## Texte fourni
##########

En revanche, ce dossier met en lumière qu'une attestation sur l'honneur - seul document possible lorsque les ex-partenaires de PACS ou concubins se mettent d'accord de manière amiable quant aux modalités de garde de leurs enfants - n'est pas suffisant au regard des justificatifs listés par le Guide de l'épargne salariale dont la dernière mise à jour date de 2014. Son actualisation, malheureusement toujours reportée, devra à mon sens prendre en considération ce cas de figure.

##########

## Items fournis

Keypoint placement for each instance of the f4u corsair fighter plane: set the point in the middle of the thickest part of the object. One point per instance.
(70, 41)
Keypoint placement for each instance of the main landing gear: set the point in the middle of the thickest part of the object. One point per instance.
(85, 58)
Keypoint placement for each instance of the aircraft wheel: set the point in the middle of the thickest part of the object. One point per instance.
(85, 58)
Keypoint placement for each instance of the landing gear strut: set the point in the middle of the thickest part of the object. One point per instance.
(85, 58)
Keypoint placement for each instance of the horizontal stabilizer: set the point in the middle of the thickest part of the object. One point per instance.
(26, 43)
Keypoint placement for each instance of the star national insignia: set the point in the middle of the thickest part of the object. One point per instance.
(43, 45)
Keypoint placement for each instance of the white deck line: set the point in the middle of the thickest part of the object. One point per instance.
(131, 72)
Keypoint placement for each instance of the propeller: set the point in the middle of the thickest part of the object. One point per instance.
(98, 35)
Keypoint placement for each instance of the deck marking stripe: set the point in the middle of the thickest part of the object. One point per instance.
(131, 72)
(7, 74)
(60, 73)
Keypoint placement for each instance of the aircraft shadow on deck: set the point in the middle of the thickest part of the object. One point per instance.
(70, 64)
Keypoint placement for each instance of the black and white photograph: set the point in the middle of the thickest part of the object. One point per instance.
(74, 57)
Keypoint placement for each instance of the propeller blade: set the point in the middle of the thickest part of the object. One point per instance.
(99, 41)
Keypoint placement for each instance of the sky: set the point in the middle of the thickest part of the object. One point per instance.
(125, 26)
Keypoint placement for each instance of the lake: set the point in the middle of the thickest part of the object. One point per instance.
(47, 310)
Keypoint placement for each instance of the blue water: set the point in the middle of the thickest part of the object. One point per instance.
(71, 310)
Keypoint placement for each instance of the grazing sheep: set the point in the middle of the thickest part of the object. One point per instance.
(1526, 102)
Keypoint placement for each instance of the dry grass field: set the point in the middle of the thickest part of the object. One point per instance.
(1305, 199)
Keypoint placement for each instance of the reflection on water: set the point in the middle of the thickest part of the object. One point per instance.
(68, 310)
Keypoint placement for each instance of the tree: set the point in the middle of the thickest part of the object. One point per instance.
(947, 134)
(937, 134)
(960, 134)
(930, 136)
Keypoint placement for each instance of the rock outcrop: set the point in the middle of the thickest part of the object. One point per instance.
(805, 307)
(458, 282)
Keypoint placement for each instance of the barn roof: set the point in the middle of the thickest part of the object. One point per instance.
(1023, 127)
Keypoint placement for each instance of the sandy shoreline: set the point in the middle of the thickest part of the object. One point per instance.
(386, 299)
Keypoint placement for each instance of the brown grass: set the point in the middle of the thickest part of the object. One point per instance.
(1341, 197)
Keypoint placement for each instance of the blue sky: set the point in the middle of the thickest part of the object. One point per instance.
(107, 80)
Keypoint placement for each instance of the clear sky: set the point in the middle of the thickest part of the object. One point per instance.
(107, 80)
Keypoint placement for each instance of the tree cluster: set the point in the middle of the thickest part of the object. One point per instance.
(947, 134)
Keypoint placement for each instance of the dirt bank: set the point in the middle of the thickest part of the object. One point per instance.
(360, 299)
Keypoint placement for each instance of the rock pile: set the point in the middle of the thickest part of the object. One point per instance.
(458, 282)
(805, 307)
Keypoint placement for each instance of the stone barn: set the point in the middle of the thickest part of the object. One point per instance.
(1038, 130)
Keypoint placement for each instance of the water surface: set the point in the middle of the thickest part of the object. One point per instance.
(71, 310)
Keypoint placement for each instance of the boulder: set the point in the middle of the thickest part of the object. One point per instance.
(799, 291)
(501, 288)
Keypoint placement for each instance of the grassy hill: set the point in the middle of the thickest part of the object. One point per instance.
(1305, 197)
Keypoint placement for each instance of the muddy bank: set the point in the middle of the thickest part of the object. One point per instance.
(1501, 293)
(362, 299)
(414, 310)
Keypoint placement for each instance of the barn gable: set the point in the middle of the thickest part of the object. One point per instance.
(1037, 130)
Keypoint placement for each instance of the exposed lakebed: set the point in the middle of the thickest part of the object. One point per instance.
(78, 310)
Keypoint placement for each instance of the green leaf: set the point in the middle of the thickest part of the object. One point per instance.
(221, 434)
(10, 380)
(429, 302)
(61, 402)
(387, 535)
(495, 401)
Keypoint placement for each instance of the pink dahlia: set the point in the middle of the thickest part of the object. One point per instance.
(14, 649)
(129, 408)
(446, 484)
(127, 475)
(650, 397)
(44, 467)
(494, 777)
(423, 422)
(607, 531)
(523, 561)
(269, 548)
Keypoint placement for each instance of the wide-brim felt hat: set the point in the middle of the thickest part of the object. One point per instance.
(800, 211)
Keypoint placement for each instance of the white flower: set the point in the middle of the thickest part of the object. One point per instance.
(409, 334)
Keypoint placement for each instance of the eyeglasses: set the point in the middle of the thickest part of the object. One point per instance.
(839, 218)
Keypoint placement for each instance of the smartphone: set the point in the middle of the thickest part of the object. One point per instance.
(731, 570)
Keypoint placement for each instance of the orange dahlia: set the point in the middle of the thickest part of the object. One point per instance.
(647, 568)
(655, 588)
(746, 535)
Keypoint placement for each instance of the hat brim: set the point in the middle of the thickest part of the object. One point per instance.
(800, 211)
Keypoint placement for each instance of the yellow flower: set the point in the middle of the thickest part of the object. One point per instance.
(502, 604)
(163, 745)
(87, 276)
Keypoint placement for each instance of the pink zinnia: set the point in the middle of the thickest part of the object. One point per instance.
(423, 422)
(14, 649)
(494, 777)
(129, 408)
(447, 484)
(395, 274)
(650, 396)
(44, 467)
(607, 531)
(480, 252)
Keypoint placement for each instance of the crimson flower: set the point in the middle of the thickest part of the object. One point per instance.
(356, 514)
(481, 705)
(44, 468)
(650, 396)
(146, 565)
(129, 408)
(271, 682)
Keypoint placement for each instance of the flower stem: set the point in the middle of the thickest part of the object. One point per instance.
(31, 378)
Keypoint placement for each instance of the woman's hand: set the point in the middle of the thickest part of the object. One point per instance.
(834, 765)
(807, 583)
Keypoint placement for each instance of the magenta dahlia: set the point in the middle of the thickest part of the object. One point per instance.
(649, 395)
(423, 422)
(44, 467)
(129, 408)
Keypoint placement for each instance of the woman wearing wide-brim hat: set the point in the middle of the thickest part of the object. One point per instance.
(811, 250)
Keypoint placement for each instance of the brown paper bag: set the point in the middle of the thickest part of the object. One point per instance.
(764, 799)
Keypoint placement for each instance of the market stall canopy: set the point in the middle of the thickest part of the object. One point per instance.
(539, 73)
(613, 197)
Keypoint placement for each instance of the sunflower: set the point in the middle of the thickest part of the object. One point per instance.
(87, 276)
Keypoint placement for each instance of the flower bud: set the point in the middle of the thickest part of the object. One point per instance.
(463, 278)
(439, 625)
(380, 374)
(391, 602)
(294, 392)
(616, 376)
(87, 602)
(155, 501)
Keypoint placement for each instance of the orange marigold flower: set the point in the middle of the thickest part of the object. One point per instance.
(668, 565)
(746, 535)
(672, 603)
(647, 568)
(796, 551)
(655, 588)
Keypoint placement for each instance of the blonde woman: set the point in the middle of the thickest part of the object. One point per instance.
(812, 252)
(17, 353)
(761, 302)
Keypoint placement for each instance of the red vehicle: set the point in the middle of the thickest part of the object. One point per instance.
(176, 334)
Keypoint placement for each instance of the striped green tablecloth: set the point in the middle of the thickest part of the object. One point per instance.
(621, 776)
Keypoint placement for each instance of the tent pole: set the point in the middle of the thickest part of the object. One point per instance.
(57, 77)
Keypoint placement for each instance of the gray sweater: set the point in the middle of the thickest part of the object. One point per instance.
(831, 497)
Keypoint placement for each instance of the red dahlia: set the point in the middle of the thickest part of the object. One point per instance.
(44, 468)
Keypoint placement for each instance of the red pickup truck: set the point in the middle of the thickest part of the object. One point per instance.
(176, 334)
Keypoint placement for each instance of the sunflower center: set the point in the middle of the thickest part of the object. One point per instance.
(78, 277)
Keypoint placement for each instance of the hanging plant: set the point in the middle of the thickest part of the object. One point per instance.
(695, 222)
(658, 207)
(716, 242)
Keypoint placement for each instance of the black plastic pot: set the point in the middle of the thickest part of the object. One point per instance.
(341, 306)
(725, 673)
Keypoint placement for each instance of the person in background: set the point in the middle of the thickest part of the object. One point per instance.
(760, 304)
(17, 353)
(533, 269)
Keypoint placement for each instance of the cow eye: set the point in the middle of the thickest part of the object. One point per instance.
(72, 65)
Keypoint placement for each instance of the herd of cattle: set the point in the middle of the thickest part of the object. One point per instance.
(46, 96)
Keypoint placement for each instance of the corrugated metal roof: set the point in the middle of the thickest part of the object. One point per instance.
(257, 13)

##########

## Consigne 1
D'après le texte fourni, de quelle année date la dernière mise à jour du Guide de l'épargne salariale ?
## Consigne 2
Pouvez-vous résumer le texte fourni en deux phrases ?
## Consigne 3
Poursuivez le texte fourni sur l'attestation sur l'honneur et le Guide de l'épargne salariale à partir de sa dernière phrase.
Les items n'ont ici aucun rôle.

## Réponse 1
Elle date de 2014.

## Réponse 2
Une attestation sur l'honneur est le seul document possible lorsque d'ex-partenaires de PACS ou des concubins s'accordent à l'amiable sur la garde de leurs enfants, mais elle ne suffit pas au regard des justificatifs listés par le Guide de l'épargne salariale, mis à jour pour la dernière fois en 2014. L'actualisation de ce guide, toujours reportée, devra selon l'avis exprimé prendre en considération ce cas de figure.

## Réponse 3
Pour l'heure, dans l'attente d'une évolution des textes, comme je l'ai déjà souligné dans un précédent dossier du mois (Epargne salariale : la liste des justificatifs de déblocage anticipé n’est pas exhaustive, Septembre 2020), le Guide rappelle que les justificatifs attendus pour chacun des motifs de déblocage anticipé ne le sont qu'à titre de preuve mais en aucun cas de validité « S'agissant des justificatifs qui y sont mentionnés (dans le tableau en annexe), ils n'ont bien évidemment qu'un caractère indicatif, le code du travail lui-même ne comportant pas de liste exhaustive des documents à produire à l'appui de la demande. Ceux qui sont mentionnés correspondent aux documents les plus habituels. En tout état de cause, cette liste n'a pas de caractère restrictif de sorte que les intéressés peuvent produire à l'appui de leur demande tout autre document de référence permettant d'attester de la situation au titre de laquelle ils sollicitent un déblocage. »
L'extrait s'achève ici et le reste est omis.